## START Text excerpt

An advantage of the probabilistic approach as a choice to treat the uncertainty is the exploitation of the cumulative empirical (observed) probability distribution in order to test the goodness-of-fit for a theoretical probability distribution with respect to the historical sample. In this article, a hybrid methodology is developed so that, both the concepts of the observed probability and the flexibility of the fuzzy approach can be used.

More specifically, the main idea is to express the probabilistic parameters as fuzzy numbers and thus, the flexibility of the fuzzy arithmetic and other concepts of the fuzzy sets can be exploited.

Mainly, in contrast with the traditional approaches, the proposed hybrid, fuzzy enhanced methodology produces a fuzzy relation which can be seen as a fuzzy band, which contains all the observed data, that is, all the pairs between the observed hydrological values and the observed probability. This fuzzy relation (it can be seen as a fuzzy band) is modulated based on the fuzzy linear regression model of Tanaka (1987). Therefore, the thresholds of fuzziness are modulated with respect to the observed data, by following a constraining optimization problem, and not by following an a- priori information as in several cases of the fuzzy optimization problems.

## END Text excerpt
## START Records shown

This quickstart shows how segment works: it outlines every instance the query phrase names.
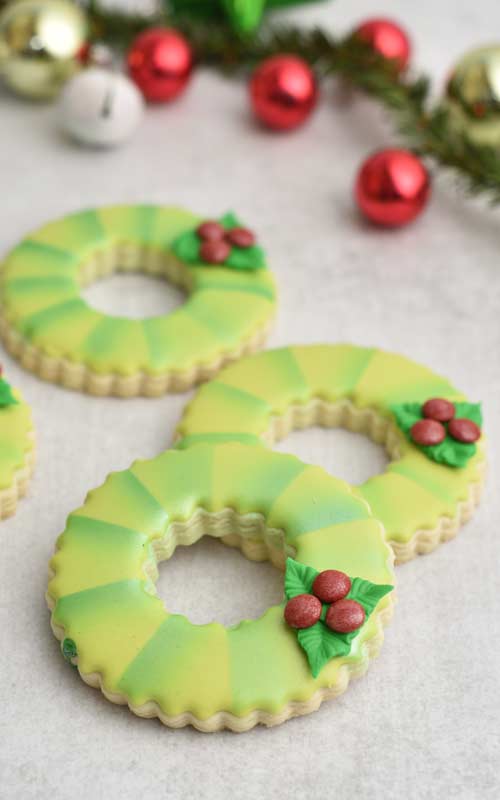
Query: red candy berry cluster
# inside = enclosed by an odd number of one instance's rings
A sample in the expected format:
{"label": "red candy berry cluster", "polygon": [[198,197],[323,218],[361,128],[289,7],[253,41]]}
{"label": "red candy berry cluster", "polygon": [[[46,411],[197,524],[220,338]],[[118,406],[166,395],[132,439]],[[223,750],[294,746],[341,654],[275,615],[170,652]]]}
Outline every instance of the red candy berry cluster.
{"label": "red candy berry cluster", "polygon": [[365,610],[356,600],[347,600],[351,579],[344,572],[327,569],[312,585],[313,594],[299,594],[288,601],[285,620],[292,628],[310,628],[322,617],[323,603],[329,604],[324,622],[337,633],[357,631],[365,621]]}
{"label": "red candy berry cluster", "polygon": [[[471,419],[455,417],[455,406],[442,397],[427,400],[422,406],[424,419],[412,425],[411,438],[423,447],[441,444],[448,433],[452,439],[473,444],[481,437],[481,428]],[[445,427],[446,425],[446,427]]]}
{"label": "red candy berry cluster", "polygon": [[248,228],[227,230],[220,222],[207,220],[196,229],[201,240],[200,256],[207,264],[223,264],[233,247],[247,250],[255,244],[255,234]]}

## END Records shown

Set exercise A:
According to the excerpt on the hybrid fuzzy methodology, why are the probabilistic parameters expressed as fuzzy numbers? Answer in one to three sentences.
Set exercise B:
List every approach, methodology, or model named in the excerpt on the hybrid fuzzy methodology.
The material has no connection to the text.

Task solution A:
They are expressed as fuzzy numbers so that the flexibility of fuzzy arithmetic and other concepts of fuzzy sets can be exploited. This serves the wider aim of a hybrid methodology that uses both the concepts of observed probability and the flexibility of the fuzzy approach.

Task solution B:
- The probabilistic approach
- The fuzzy approach
- The traditional approaches
- The hybrid, fuzzy enhanced methodology
- The fuzzy linear regression model of Tanaka (1987)